Текст для чтения:
▼▼▼

То, что делает Деррида, похоже, в очень цивилизованной форме, на приемы Жириновского. Когда Жириновский кричит мне, ты русский, XXI век принадлежит тебе, у меня невольно вздрагивает сердце, я очень задет, я угадываю тут родное, в следующий момент у меня отвращение к наглецу, который позволил себе в отношении меня жест неприличной интимности. Конечно, я говорю, Деррида задевает цивилизованно, но разница между дать и взять остается: его модная яркость берет внимание, не дарит. — Кстати, о лжи красоты: она иногда мешает невидимой красоте, скрадывает ее, обкрадывает, опять отнимая на себя внимание, которое невидимой красотой было бы нечаянно подарено как бы из ничего.

▲▲▲

Короткое упражнение 1:
Напечатайте дословно отрывок из текста о Деррида и Жириновском: от слов «То, что делает» до слов «бы из ничего.» включительно.

(Сохранённые записи)

▼▼▼

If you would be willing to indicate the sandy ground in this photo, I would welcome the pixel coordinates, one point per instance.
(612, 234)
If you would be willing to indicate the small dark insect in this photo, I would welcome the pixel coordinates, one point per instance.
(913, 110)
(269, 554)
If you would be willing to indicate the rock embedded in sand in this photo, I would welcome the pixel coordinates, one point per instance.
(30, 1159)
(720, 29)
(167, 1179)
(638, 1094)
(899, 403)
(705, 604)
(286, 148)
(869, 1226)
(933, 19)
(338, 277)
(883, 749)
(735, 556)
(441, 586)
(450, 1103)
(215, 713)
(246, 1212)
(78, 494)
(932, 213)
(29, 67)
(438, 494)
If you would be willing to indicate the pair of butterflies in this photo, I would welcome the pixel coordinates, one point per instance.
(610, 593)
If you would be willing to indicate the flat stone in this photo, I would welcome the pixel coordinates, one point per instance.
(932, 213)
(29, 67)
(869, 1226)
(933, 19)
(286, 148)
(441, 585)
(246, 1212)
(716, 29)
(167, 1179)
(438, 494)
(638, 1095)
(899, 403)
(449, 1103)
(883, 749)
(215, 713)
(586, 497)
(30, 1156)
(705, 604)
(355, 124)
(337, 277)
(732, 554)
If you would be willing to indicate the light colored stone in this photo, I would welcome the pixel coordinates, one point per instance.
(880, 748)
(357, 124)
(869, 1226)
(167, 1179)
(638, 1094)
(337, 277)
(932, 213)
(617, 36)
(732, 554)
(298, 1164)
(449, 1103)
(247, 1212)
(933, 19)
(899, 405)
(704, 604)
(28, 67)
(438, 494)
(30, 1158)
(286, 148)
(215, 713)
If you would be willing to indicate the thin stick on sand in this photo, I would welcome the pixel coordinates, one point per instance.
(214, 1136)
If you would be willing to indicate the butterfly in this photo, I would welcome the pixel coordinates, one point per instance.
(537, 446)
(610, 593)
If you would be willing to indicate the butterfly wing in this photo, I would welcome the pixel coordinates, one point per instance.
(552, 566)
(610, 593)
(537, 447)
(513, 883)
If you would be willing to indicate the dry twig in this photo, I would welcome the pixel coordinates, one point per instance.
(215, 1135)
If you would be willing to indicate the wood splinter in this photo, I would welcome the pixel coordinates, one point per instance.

▲▲▲

Короткое упражнение 2:
Выведите без изменений строки записей, начиная со строки, содержащей «If you would be willing to indicate the butterfly in», и до конца записей включительно.

Письменный ответ 1:
То, что делает Деррида, похоже, в очень цивилизованной форме, на приемы Жириновского. Когда Жириновский кричит мне, ты русский, XXI век принадлежит тебе, у меня невольно вздрагивает сердце, я очень задет, я угадываю тут родное, в следующий момент у меня отвращение к наглецу, который позволил себе в отношении меня жест неприличной интимности. Конечно, я говорю, Деррида задевает цивилизованно, но разница между дать и взять остается: его модная яркость берет внимание, не дарит. — Кстати, о лжи красоты: она иногда мешает невидимой красоте, скрадывает ее, обкрадывает, опять отнимая на себя внимание, которое невидимой красотой было бы нечаянно подарено как бы из ничего.

Письменный ответ 2:
If you would be willing to indicate the butterfly in this photo, I would welcome the pixel coordinates, one point per instance.
(537, 446)
(610, 593)
If you would be willing to indicate the butterfly wing in this photo, I would welcome the pixel coordinates, one point per instance.
(552, 566)
(610, 593)
(537, 447)
(513, 883)
If you would be willing to indicate the dry twig in this photo, I would welcome the pixel coordinates, one point per instance.
(215, 1135)
If you would be willing to indicate the wood splinter in this photo, I would welcome the pixel coordinates, one point per instance.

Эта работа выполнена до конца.